Task directions: Would you give the number of lines below in which the string "jersey" appears? Nothing else is needed.

Source information:
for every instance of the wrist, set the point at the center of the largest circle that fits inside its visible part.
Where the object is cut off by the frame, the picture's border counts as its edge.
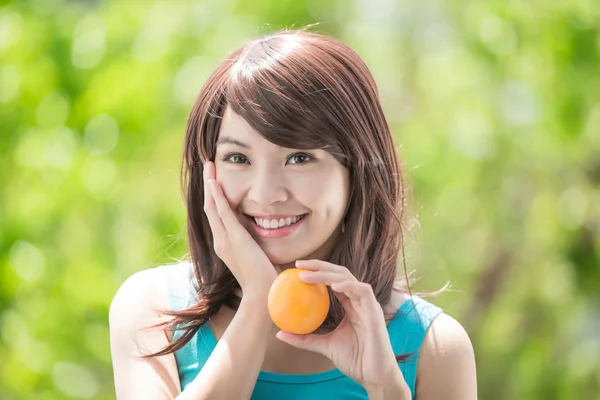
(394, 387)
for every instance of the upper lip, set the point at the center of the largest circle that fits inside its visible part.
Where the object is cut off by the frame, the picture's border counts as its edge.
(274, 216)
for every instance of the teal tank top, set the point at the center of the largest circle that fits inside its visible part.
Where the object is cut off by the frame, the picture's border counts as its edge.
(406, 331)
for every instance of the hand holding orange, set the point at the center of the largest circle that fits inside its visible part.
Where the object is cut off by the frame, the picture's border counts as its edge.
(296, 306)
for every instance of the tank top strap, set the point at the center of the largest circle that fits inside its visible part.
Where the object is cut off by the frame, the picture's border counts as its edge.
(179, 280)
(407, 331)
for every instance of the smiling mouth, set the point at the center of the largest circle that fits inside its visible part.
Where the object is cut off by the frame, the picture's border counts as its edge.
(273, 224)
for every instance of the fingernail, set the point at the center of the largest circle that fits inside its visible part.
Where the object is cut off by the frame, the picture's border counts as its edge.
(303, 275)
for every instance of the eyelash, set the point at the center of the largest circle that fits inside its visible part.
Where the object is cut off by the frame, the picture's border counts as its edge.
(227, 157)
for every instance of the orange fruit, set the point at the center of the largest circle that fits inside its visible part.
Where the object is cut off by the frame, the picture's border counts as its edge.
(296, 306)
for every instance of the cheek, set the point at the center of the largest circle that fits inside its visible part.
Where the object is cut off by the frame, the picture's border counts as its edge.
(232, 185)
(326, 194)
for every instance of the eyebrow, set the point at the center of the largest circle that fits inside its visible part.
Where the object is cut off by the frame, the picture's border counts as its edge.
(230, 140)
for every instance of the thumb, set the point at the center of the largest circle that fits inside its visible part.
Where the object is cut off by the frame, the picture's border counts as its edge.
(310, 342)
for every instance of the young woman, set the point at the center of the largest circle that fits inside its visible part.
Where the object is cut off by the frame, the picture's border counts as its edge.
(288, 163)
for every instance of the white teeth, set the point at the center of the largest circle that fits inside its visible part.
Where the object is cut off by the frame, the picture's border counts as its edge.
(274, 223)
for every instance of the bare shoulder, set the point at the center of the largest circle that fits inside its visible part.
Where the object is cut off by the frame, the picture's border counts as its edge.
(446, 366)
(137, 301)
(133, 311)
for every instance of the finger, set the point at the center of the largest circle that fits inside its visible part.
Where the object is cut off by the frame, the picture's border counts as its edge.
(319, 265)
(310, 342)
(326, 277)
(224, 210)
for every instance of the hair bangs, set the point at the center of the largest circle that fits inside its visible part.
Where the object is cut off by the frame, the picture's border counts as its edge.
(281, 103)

--

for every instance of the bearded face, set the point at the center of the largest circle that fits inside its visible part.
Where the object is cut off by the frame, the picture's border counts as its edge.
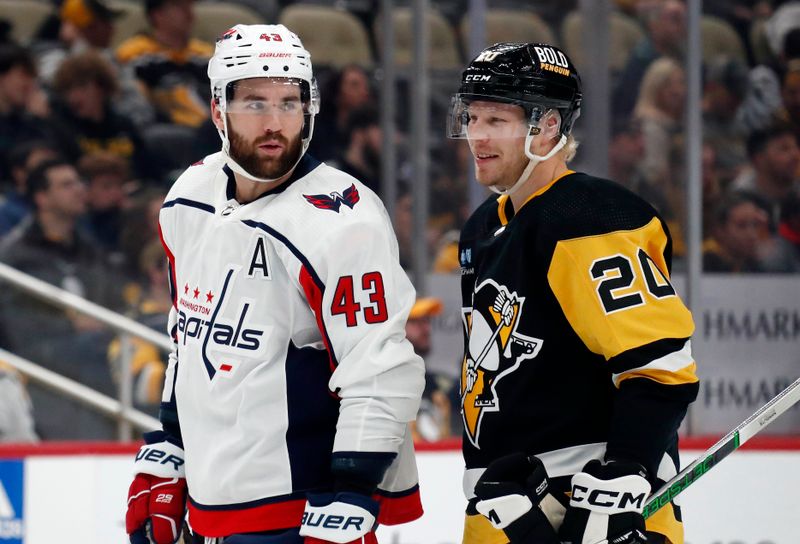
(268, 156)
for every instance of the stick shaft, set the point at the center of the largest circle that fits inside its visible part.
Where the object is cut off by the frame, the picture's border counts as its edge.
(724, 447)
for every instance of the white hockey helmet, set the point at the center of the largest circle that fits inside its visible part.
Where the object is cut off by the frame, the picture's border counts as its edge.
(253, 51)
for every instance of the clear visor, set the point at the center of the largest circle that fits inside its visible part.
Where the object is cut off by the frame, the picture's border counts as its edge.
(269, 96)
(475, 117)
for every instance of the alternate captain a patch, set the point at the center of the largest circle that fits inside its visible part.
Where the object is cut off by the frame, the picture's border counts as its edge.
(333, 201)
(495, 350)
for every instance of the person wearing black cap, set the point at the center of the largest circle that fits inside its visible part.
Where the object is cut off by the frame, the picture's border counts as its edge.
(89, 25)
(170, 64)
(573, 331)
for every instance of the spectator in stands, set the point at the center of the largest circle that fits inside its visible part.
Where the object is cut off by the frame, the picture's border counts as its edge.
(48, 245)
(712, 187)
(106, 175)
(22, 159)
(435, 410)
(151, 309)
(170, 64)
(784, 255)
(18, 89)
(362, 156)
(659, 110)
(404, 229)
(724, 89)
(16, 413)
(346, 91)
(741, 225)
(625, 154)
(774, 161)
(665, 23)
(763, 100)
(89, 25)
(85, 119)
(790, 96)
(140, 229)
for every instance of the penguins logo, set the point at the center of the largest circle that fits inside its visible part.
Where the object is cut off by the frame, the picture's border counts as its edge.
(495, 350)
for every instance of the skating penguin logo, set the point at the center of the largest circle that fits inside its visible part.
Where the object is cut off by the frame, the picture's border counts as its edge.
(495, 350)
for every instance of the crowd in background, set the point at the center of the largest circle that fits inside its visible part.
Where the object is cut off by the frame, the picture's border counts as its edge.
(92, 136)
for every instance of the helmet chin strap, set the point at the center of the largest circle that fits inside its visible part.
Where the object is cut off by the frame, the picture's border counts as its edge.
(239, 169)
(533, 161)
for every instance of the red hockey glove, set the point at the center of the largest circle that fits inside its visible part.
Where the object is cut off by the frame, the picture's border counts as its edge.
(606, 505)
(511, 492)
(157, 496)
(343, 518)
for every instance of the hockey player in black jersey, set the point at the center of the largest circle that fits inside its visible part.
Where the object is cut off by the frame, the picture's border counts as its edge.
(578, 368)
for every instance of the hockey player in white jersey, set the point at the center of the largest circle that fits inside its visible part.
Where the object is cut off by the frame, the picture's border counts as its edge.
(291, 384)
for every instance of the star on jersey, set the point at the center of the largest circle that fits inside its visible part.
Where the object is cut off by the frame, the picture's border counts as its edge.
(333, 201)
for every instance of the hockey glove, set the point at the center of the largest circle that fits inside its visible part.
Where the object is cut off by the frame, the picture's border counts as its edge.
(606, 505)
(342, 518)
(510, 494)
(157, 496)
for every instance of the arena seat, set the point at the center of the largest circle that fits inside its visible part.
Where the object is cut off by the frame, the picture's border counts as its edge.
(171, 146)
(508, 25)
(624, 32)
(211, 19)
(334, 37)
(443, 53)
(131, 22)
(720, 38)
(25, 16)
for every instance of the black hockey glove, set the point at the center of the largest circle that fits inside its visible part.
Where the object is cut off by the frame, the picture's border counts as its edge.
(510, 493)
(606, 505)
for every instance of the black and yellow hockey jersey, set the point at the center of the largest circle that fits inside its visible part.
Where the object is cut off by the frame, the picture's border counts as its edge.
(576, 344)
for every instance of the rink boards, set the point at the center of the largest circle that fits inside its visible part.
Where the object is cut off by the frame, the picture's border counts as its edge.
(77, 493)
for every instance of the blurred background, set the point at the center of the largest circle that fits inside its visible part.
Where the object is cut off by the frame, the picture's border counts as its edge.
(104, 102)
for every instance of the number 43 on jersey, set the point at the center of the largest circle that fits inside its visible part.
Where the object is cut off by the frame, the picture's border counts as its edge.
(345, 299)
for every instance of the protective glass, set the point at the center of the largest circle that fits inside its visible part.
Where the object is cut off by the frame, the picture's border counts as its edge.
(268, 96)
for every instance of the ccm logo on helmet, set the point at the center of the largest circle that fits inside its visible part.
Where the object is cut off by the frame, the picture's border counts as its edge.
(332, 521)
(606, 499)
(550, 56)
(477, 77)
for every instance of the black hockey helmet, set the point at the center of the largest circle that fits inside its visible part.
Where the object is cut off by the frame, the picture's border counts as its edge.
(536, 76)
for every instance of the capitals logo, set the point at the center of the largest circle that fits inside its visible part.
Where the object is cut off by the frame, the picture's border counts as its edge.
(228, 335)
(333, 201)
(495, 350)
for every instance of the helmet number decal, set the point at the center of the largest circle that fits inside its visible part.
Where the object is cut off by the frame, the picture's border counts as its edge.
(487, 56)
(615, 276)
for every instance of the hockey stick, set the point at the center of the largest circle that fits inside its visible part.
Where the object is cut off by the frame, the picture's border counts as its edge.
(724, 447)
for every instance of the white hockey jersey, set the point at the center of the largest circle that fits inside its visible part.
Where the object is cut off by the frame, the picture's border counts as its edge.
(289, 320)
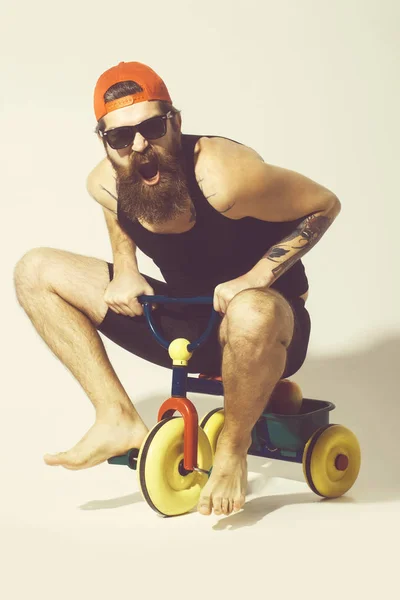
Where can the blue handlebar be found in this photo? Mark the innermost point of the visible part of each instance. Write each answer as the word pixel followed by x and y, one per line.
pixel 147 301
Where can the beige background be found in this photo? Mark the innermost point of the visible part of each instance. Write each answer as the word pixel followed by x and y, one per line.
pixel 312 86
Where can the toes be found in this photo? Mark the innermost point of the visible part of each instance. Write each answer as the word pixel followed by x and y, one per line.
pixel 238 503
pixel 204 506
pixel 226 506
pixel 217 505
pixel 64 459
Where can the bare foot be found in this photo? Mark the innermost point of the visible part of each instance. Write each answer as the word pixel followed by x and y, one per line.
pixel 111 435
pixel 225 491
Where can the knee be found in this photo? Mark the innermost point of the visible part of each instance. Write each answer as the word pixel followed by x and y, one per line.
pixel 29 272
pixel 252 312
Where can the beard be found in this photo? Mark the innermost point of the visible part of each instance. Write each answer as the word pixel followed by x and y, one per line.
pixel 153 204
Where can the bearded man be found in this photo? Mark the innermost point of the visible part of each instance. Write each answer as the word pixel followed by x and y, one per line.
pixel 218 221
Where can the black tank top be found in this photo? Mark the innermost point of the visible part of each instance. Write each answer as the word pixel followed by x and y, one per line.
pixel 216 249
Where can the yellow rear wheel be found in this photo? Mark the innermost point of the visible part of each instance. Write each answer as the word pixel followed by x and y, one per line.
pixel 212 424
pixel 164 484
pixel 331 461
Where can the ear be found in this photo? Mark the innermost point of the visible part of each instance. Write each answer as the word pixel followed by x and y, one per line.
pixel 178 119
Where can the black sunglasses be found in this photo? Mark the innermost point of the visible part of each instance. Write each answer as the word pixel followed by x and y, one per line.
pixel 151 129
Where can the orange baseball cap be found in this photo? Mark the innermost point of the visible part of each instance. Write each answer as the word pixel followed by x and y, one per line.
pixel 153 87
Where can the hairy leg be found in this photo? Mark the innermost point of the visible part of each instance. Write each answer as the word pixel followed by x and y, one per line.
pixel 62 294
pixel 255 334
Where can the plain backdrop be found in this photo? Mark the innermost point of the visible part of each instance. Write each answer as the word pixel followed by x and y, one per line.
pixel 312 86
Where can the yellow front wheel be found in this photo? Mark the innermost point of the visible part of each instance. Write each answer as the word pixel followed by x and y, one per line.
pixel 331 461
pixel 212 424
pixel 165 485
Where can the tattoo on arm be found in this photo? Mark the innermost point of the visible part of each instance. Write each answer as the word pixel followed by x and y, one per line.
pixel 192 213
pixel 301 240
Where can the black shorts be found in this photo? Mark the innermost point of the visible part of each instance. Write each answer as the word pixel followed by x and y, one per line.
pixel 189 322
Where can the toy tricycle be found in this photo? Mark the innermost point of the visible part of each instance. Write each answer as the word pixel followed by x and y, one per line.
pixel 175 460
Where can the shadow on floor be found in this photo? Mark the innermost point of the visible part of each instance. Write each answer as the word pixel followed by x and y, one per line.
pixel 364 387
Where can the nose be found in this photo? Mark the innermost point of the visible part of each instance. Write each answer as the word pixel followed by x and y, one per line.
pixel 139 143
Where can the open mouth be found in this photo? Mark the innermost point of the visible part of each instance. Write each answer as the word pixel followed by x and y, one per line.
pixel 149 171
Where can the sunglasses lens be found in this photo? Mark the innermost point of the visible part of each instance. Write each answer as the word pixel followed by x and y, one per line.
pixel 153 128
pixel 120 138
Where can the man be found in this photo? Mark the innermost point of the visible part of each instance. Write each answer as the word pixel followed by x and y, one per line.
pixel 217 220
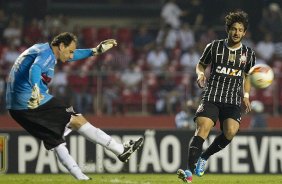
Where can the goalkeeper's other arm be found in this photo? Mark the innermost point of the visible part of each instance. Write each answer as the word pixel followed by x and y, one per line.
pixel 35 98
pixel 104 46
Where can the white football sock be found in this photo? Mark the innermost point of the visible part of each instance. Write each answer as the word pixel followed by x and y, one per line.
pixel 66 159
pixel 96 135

Reply: 6